WHAT NEEDS TO BE DONE - Pull out every line of the material below that contains the string "grass", and copy each of those lines in full. Case counts.
* * *
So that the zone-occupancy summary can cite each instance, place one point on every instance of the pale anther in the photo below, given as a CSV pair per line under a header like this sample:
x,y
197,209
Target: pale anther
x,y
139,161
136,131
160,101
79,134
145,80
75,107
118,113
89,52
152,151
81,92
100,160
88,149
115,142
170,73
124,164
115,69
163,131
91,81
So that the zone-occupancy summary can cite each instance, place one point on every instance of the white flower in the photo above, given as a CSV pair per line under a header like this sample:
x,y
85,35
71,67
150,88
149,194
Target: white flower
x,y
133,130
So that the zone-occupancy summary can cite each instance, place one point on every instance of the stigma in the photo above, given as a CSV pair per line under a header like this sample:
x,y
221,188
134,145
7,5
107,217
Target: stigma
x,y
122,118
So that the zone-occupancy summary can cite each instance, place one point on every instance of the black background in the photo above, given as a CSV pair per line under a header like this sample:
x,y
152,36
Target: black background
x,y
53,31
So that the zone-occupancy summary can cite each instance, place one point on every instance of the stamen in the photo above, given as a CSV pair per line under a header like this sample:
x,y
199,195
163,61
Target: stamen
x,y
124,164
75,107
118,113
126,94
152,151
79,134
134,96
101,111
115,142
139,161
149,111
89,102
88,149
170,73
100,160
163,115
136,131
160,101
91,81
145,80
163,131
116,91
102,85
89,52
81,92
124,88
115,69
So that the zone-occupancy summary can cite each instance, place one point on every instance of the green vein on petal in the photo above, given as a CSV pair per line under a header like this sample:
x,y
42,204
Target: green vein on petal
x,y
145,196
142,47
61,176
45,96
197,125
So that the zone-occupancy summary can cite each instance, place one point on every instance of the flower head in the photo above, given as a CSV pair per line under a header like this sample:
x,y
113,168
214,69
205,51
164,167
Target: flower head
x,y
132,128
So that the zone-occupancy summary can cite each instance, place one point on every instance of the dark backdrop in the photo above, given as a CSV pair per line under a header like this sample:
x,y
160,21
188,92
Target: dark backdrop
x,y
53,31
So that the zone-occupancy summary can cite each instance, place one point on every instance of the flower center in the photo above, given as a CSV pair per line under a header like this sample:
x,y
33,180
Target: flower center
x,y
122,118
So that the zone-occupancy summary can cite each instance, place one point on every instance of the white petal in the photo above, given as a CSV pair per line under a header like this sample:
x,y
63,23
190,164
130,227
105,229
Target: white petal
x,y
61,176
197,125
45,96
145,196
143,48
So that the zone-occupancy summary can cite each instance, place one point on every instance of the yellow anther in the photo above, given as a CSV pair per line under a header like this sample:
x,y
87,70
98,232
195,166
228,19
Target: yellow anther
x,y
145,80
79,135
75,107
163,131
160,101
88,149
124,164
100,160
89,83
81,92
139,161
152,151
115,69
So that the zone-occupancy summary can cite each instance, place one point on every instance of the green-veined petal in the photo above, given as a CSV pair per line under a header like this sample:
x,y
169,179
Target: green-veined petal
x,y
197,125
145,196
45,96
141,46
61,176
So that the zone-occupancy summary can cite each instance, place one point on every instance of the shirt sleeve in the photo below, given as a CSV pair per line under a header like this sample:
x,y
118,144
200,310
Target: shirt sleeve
* * *
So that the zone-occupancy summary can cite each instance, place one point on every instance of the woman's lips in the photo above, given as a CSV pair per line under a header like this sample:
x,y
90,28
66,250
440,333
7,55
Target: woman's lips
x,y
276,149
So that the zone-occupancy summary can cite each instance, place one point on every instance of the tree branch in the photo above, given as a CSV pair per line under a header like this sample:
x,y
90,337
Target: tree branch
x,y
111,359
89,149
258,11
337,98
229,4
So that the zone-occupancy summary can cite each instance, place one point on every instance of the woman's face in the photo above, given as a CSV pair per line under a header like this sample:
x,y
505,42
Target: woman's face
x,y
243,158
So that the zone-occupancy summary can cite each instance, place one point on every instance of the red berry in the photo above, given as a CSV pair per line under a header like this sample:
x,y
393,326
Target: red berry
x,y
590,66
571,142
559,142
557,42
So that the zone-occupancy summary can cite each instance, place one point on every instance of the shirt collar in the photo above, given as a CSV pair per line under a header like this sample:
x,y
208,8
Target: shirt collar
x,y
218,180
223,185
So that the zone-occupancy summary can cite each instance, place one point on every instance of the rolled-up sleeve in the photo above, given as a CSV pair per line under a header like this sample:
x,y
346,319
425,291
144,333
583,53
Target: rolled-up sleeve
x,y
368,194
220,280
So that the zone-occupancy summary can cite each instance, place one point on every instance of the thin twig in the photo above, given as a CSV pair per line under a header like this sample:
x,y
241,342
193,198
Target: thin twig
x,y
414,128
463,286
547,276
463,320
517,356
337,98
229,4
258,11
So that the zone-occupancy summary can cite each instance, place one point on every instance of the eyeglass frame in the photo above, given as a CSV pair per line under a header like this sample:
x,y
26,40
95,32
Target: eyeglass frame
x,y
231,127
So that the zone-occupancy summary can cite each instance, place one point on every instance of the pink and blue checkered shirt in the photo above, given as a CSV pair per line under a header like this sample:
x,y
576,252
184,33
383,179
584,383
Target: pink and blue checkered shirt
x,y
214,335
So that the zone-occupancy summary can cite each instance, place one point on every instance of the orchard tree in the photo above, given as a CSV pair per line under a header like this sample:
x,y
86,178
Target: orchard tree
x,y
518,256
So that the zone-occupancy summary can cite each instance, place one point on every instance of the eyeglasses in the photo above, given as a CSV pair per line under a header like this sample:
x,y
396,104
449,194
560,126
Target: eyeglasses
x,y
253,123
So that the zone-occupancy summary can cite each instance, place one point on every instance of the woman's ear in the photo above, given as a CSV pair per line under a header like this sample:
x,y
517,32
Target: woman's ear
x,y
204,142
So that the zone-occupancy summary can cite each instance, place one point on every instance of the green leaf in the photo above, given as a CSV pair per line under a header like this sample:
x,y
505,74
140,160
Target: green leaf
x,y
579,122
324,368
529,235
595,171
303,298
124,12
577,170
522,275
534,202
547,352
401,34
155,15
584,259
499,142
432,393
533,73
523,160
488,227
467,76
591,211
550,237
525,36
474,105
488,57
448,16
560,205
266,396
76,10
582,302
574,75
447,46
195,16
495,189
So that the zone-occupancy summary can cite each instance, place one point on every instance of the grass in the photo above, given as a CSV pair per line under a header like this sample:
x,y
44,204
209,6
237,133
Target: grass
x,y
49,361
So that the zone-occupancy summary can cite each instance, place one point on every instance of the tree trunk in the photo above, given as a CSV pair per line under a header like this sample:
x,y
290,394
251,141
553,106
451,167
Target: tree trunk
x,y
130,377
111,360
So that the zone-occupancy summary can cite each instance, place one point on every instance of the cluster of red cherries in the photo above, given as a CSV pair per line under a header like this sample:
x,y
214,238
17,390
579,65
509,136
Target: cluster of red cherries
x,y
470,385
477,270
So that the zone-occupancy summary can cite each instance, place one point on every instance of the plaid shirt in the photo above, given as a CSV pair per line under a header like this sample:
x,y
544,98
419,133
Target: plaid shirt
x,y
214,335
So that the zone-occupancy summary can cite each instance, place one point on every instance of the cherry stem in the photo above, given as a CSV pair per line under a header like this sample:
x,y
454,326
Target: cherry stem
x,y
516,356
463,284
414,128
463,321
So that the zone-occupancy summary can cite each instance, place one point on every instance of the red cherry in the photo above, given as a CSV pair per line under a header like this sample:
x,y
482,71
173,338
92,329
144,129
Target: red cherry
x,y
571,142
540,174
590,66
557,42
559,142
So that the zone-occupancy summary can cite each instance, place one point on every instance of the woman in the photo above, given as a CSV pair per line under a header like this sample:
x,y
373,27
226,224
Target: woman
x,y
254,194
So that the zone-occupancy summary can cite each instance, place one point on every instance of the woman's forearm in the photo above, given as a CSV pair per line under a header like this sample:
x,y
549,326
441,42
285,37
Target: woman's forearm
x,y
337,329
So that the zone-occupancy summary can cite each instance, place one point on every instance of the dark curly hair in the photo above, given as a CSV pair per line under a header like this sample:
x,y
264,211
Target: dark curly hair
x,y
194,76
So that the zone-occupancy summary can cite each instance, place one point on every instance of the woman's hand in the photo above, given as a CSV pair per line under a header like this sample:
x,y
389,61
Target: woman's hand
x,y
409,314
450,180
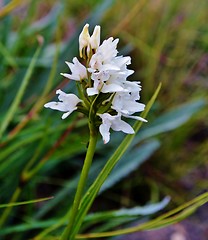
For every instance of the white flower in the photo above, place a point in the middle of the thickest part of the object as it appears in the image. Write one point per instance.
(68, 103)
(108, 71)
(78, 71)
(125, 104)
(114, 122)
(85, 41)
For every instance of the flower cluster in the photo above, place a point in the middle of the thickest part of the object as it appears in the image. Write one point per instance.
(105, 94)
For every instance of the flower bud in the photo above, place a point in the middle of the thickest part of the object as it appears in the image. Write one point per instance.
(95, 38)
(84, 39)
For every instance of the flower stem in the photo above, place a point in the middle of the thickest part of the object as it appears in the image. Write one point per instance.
* * *
WRITTEN REPLY -
So that the zone-occupancy summary can cite each instance, place one point on every instance of the grass in the photo above, given as a CSV pair per line under a header like this sample:
Target: grass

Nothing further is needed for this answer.